### What you have to do
Repeat word for word the passage in the bug-report reply that begins with the words containing "On 2023-01-13 18:36:05" and ends with "in GetOldestTransactionIdConsideredRunning ()".

### Text block
::::::::

Re: BUG #17744: Fail Assert while recoverying from pg_basebackup

From: Andres Freund <andres(at)anarazel(dot)de>
To: Kyotaro Horiguchi <horikyota(dot)ntt(at)gmail(dot)com>, Thomas Munro <thomas(dot)munro(at)gmail(dot)com>
Cc: zxwsbg12138(at)gmail(dot)com, pgsql-bugs(at)lists(dot)postgresql(dot)org
Subject: Re: BUG #17744: Fail Assert while recoverying from pg_basebackup
Date: 2023-02-01 15:32:52
Message-ID: 20230201153252.l6kcfum7trdovw2b@alap3.anarazel.de
Views: Raw Message | Whole Thread | Download mbox | Resend email
Thread:
Lists: pgsql-bugs

Hi,

On 2023-01-13 18:36:05 +0900, Kyotaro Horiguchi wrote:
> At Tue, 10 Jan 2023 07:45:45 +0000, PG Bug reporting form <noreply(at)postgresql(dot)org> wrote in
> > #2 0x0000000000b378e9 in ExceptionalCondition (
> > conditionName=0xd13697 "TransactionIdIsValid(initial)",
> > errorType=0xd12df4 "FailedAssertion", fileName=0xd12de8 "procarray.c",
> >
> > lineNumber=1750) at assert.c:69
> > #3 0x0000000000962195 in ComputeXidHorizons (h=0x7ffe93de25e0)
> > at procarray.c:1750
> > #4 0x00000000009628a3 in GetOldestTransactionIdConsideredRunning ()
> > at procarray.c:2050
> > #5 0x00000000005972bf in CreateRestartPoint (flags=256) at xlog.c:7153
> > #6 0x00000000008cae37 in CheckpointerMain () at checkpointer.c:464
>
> The function requires a valid value in
> ShmemVariableCache->latestCompleteXid. But it is not initialized and
> maintained in this case. The attached quick hack seems working, but
> of course more decent fix is needed.

I might be missing something, but I suspect the problem here is that we
shouldn't have been creating a restart point. Afaict, the setup
instructions provided don't configure a recovery.signal, so we'll just
perform crash recovery.

::::::::

### Material

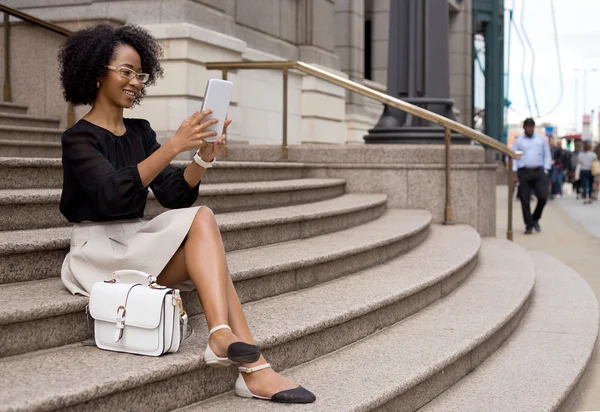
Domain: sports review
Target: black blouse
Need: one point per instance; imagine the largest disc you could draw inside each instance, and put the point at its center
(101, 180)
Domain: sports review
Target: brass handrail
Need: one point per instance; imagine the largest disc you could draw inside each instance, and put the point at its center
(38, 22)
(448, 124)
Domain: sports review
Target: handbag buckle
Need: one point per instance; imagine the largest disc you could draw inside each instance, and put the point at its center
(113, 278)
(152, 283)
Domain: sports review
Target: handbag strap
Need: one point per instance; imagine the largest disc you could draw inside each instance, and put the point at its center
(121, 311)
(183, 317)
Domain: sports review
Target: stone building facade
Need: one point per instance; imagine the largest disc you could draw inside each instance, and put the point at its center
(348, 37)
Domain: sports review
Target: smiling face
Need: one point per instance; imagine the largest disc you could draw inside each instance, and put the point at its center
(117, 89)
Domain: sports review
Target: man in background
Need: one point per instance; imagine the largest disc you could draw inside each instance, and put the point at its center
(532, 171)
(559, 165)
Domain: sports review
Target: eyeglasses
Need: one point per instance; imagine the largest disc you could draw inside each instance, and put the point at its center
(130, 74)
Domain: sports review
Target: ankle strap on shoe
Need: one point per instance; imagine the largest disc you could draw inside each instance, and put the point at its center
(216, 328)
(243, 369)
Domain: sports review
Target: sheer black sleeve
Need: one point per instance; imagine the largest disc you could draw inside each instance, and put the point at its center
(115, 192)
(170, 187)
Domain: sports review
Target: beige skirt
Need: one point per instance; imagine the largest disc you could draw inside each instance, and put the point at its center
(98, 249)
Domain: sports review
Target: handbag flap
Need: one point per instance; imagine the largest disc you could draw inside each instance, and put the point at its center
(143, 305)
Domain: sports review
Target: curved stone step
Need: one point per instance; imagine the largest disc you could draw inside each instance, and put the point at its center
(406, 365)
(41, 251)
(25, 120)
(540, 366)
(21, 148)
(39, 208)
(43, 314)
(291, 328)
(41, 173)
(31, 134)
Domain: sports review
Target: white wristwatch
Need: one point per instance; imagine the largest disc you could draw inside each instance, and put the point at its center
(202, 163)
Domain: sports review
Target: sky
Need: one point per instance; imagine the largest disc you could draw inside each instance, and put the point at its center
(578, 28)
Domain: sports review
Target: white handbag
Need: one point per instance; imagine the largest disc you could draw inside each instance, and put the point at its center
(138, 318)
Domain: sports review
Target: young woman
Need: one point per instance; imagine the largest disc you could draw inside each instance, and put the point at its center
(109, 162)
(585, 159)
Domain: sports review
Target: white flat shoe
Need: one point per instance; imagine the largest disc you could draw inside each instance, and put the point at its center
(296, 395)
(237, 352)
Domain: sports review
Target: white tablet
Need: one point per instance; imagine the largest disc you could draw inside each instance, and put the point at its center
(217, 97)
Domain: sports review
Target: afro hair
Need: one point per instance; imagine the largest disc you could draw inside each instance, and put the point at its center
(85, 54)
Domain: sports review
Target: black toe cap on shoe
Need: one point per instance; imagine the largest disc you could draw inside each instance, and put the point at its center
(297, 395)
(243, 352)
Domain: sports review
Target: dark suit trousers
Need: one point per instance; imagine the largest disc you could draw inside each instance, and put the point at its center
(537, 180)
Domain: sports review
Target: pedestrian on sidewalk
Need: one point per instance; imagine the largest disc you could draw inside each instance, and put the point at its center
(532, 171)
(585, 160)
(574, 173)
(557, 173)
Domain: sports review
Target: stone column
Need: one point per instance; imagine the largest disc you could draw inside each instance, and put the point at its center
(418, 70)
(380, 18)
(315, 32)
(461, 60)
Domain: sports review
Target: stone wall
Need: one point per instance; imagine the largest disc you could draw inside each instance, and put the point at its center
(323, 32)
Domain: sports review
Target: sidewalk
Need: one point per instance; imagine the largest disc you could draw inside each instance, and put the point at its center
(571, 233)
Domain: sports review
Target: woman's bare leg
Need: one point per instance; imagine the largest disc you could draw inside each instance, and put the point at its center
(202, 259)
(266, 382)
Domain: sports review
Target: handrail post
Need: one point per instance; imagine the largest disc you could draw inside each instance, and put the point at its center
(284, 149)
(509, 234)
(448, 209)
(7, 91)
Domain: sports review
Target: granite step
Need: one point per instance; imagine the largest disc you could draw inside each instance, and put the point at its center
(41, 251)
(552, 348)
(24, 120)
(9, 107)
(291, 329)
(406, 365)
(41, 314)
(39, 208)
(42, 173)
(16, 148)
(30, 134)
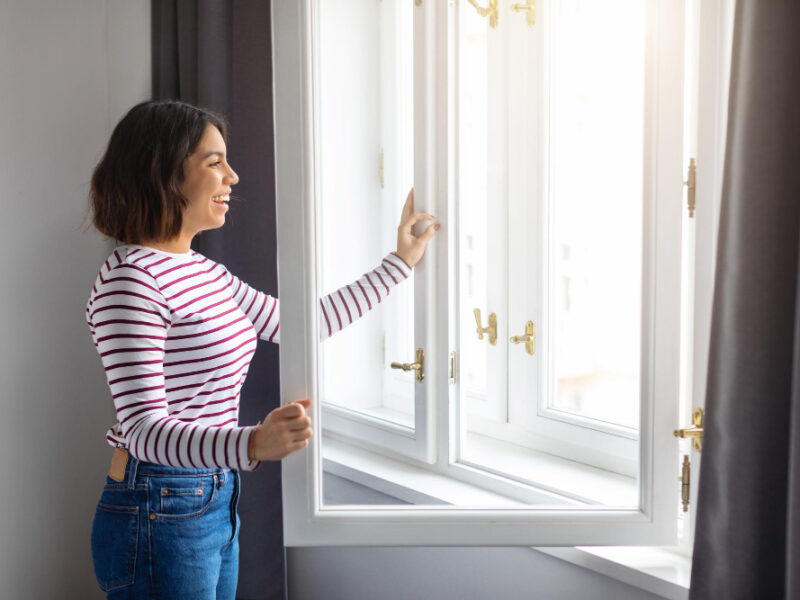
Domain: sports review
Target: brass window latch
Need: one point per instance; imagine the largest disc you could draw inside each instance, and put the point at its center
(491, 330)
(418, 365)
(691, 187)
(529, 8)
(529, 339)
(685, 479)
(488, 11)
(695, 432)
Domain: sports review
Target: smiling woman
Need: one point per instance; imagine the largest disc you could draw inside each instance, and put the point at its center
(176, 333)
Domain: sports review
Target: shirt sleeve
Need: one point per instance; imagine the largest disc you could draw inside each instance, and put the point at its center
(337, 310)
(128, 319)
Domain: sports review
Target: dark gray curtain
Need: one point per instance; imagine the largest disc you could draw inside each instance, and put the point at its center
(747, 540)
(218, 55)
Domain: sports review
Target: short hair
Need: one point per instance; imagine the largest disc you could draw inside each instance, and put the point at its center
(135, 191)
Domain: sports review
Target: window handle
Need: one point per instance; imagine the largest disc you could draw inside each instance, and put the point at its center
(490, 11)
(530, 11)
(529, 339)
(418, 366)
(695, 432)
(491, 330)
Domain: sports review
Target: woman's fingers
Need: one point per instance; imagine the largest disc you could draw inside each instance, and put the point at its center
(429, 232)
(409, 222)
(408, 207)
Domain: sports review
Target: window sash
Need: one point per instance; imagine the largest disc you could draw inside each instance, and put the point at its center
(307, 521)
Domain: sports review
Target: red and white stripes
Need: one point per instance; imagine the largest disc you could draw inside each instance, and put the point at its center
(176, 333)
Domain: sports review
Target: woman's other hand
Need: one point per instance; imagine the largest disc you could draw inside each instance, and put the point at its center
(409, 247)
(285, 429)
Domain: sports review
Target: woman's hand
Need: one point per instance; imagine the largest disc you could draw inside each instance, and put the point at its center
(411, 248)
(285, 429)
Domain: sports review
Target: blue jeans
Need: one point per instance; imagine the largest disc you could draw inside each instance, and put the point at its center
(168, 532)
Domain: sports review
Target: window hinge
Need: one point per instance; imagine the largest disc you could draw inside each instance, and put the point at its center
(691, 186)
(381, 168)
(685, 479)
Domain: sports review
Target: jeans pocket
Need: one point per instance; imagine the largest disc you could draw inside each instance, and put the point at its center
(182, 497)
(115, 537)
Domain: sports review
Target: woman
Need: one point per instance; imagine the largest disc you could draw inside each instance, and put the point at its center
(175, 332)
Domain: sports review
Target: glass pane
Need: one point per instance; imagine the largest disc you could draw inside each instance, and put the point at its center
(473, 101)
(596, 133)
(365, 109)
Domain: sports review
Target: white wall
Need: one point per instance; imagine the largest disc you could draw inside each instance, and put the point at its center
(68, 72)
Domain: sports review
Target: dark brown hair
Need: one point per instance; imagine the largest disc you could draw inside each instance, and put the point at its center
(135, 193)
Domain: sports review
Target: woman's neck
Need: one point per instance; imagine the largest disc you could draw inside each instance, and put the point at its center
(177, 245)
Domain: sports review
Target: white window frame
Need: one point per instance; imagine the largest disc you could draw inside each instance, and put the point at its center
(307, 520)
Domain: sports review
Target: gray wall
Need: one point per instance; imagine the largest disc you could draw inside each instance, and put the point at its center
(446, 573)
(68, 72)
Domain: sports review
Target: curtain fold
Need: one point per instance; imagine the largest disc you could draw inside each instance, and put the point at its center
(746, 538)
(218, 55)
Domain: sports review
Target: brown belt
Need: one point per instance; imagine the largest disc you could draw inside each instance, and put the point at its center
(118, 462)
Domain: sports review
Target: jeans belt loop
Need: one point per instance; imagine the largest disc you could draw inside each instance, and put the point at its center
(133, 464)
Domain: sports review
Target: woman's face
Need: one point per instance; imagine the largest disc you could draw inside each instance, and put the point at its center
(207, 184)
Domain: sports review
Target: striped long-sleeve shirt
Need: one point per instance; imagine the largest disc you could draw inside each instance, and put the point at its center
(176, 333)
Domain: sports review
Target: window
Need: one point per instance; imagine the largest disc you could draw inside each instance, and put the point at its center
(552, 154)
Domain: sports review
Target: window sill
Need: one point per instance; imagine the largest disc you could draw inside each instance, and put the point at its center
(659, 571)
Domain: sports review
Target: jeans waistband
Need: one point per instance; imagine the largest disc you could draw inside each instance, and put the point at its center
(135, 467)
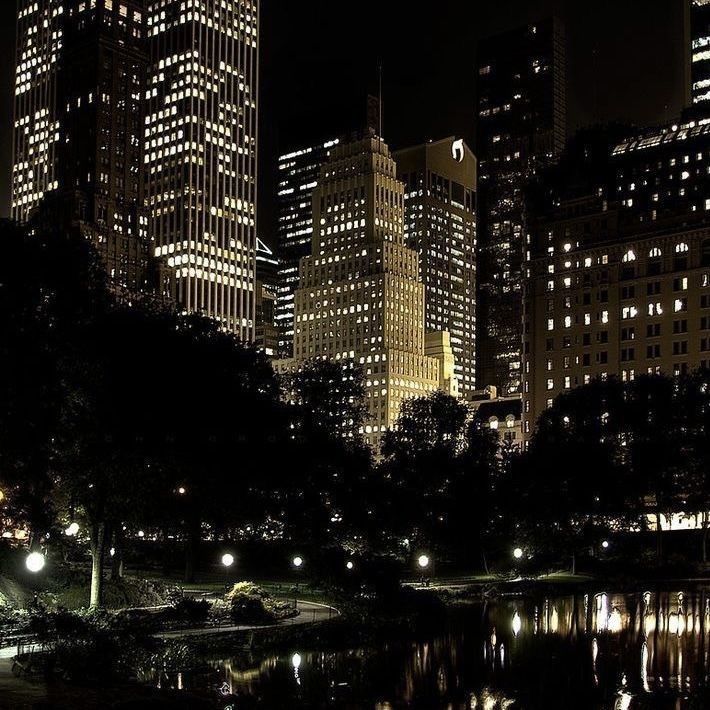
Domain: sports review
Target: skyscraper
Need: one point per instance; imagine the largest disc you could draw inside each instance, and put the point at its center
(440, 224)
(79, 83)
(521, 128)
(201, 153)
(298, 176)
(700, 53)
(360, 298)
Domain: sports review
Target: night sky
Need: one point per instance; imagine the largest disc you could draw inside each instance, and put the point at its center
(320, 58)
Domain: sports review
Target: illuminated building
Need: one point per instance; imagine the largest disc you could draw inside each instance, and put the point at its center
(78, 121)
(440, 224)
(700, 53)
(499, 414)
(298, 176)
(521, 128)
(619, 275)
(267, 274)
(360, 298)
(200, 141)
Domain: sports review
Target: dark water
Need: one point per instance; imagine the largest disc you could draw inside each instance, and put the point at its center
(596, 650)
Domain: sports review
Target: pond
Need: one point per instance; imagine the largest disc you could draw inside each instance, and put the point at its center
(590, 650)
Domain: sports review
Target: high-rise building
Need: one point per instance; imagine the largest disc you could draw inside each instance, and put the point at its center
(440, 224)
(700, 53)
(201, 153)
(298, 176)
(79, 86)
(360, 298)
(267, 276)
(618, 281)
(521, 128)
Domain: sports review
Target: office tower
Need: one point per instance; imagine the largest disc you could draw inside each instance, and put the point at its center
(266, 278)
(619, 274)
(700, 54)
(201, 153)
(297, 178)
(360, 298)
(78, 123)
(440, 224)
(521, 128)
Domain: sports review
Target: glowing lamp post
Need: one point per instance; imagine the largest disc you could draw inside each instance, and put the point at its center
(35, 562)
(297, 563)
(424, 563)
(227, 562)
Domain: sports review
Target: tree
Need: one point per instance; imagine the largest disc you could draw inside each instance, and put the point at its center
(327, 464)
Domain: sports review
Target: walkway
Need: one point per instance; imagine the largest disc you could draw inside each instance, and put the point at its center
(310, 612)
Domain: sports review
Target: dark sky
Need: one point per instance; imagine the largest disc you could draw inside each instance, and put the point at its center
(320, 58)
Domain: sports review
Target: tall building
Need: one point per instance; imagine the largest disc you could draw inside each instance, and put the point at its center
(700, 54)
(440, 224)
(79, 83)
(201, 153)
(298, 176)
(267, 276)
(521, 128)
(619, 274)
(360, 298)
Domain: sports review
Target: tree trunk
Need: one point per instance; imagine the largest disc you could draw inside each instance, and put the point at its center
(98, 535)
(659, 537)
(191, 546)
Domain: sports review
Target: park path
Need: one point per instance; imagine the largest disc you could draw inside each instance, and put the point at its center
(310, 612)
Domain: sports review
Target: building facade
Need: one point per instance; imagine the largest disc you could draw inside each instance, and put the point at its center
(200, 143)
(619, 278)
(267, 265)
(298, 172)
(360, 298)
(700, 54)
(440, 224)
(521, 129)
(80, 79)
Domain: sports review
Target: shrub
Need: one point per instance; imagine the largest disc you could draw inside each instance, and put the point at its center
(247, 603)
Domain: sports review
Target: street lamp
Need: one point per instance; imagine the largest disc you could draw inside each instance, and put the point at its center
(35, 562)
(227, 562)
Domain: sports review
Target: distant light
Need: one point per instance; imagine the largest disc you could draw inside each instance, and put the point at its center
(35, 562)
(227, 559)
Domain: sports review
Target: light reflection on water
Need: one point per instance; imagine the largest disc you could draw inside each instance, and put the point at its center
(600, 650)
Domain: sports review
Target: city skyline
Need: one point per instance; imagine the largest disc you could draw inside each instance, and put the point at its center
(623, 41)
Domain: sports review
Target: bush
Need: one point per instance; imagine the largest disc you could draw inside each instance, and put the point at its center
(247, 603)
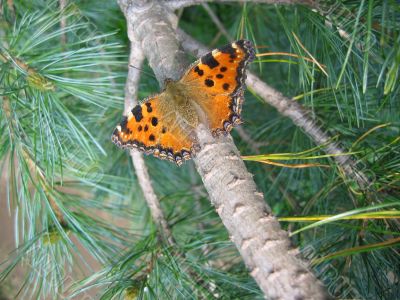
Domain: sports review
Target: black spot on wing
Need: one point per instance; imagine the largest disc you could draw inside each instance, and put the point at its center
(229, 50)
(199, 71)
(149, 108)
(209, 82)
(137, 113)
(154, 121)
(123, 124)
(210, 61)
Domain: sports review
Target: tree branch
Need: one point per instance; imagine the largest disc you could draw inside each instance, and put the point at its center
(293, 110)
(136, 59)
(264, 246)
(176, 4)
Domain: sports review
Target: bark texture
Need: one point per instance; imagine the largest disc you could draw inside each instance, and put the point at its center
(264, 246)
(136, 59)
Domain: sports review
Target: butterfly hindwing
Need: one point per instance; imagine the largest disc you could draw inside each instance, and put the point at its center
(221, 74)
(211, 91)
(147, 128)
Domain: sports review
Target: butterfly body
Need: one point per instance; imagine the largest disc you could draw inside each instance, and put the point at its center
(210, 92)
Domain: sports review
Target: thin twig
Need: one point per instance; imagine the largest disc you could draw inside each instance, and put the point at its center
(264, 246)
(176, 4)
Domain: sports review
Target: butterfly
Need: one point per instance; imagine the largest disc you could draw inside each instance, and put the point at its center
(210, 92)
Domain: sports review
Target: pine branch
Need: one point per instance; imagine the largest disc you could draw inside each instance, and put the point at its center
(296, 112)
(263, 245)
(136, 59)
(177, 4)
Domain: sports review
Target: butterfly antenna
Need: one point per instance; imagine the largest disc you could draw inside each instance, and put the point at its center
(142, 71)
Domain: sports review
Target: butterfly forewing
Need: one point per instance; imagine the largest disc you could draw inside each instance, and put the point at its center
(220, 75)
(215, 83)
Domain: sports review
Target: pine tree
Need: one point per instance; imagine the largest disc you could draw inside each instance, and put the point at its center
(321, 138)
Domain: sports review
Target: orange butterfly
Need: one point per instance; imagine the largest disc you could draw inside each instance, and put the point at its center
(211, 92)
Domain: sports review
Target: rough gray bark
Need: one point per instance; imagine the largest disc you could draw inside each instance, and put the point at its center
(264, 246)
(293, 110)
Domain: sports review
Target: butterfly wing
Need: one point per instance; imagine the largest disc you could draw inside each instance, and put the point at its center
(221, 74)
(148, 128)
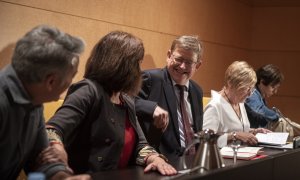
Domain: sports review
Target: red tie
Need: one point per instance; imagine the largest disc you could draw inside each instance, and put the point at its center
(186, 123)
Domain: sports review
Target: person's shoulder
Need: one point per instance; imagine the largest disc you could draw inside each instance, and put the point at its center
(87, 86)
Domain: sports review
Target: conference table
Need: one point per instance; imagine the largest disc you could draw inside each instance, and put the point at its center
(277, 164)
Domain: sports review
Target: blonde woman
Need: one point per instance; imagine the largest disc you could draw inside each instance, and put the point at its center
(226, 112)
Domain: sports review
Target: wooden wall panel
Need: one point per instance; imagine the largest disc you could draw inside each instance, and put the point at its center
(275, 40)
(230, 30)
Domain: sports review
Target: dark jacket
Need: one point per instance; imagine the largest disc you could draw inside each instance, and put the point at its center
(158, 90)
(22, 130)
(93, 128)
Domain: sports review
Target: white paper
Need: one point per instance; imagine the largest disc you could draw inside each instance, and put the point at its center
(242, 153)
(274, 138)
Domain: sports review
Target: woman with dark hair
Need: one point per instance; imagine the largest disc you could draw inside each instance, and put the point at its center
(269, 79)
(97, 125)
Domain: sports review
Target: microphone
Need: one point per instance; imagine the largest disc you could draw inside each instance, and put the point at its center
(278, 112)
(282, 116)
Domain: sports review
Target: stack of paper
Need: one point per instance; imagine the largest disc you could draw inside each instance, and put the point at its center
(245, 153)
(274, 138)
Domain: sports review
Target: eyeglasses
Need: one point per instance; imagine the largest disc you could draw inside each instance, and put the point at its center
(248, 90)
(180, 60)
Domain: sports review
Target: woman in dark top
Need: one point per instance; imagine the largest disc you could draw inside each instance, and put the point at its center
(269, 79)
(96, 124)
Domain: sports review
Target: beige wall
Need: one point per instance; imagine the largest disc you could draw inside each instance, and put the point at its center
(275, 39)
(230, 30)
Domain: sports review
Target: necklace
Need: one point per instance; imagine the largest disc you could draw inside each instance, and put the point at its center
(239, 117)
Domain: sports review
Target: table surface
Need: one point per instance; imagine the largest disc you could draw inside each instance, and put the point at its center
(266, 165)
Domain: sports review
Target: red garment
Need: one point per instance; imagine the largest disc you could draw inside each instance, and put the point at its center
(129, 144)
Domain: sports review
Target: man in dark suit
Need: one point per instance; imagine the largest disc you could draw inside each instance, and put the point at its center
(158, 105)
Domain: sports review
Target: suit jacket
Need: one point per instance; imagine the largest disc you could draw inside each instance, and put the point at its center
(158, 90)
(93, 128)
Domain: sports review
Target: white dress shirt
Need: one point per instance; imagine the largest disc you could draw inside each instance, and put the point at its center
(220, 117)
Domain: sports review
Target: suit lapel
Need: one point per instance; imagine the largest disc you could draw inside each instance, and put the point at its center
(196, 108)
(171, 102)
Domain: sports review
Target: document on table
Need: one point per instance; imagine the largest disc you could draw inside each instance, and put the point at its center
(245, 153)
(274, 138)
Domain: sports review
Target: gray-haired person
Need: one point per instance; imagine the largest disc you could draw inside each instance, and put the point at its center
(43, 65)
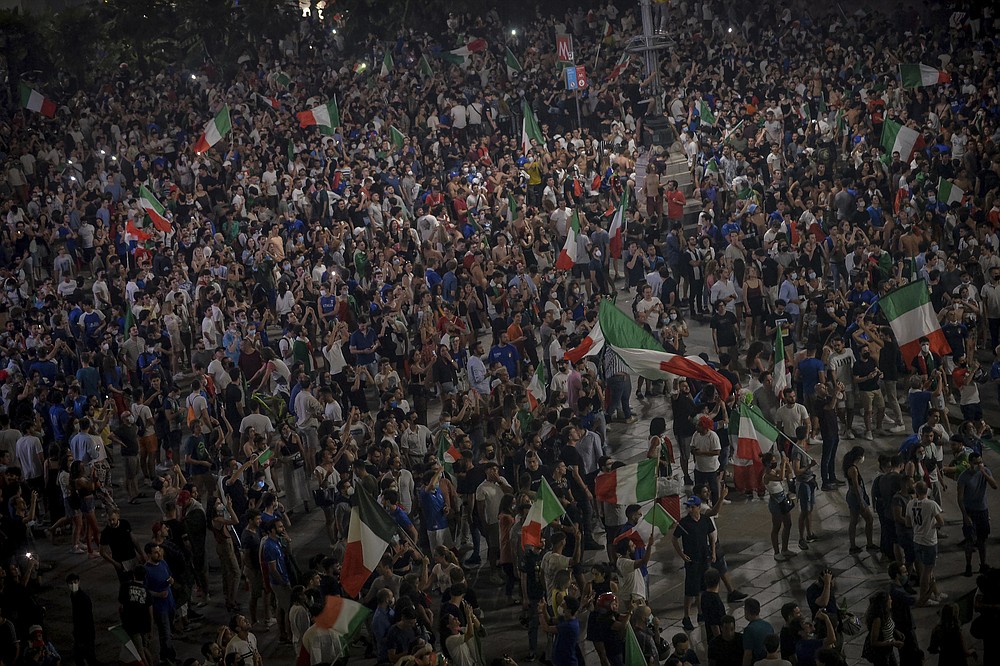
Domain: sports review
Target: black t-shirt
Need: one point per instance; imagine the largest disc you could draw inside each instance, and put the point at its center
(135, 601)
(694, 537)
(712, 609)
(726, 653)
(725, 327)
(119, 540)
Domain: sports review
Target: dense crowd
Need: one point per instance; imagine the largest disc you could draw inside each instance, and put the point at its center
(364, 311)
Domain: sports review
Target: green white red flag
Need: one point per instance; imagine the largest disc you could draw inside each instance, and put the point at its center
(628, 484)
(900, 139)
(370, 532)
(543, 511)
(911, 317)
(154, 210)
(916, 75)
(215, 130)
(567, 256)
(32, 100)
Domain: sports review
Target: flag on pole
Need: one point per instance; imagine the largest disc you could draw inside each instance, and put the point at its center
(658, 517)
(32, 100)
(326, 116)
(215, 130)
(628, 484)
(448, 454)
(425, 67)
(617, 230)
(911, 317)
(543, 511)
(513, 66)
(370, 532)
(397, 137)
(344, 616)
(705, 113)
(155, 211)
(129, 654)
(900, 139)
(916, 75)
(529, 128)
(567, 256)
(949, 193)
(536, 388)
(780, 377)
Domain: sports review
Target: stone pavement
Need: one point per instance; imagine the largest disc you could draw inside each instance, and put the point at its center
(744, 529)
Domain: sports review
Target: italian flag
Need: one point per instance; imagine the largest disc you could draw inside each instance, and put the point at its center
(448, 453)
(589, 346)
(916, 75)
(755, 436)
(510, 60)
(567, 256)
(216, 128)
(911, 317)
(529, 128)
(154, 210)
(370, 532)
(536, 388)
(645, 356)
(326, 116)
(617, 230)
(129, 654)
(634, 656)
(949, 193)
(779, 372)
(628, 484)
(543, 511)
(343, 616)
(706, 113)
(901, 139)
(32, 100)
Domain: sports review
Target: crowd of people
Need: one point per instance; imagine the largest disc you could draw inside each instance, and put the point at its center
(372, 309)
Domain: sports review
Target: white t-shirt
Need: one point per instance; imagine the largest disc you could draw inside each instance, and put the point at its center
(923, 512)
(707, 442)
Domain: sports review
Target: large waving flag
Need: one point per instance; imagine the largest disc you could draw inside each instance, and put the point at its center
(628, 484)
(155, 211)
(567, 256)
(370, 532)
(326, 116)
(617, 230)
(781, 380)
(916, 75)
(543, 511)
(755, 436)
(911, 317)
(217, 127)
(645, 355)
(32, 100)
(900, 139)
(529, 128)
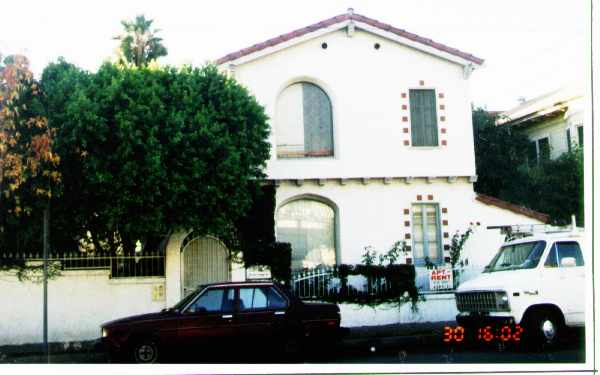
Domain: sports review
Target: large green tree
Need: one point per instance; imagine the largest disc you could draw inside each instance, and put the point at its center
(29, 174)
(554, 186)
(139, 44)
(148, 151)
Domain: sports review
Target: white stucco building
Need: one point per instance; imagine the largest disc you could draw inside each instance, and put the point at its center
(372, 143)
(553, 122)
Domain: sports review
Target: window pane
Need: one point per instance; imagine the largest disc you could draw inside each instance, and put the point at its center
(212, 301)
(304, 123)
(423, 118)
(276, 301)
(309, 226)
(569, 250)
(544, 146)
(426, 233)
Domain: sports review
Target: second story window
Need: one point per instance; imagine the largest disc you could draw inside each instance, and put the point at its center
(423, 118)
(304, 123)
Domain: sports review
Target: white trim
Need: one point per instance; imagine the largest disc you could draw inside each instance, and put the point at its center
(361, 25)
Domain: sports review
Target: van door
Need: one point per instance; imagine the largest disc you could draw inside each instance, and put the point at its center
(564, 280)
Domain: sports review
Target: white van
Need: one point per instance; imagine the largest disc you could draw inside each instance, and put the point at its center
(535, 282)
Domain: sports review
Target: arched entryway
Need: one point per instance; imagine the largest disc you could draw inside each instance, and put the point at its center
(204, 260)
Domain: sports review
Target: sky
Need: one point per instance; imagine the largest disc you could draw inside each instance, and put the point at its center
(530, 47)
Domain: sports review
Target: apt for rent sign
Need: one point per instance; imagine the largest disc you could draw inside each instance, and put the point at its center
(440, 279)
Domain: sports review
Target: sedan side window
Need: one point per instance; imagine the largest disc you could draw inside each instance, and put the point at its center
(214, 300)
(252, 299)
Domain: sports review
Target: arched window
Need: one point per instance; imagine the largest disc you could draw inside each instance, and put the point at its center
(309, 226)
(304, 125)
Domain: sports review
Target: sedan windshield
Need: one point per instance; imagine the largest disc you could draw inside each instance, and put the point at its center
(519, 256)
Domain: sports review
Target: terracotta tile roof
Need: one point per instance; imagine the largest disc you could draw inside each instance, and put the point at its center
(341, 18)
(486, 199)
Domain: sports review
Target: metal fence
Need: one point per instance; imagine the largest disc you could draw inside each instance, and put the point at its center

::::::::

### Written reply
On 2023-01-13 18:36:05 +0900, Kyotaro Horiguchi wrote:
> At Tue, 10 Jan 2023 07:45:45 +0000, PG Bug reporting form <noreply(at)postgresql(dot)org> wrote in
> > #2 0x0000000000b378e9 in ExceptionalCondition (
> > conditionName=0xd13697 "TransactionIdIsValid(initial)",
> > errorType=0xd12df4 "FailedAssertion", fileName=0xd12de8 "procarray.c",
> >
> > lineNumber=1750) at assert.c:69
> > #3 0x0000000000962195 in ComputeXidHorizons (h=0x7ffe93de25e0)
> > at procarray.c:1750
> > #4 0x00000000009628a3 in GetOldestTransactionIdConsideredRunning ()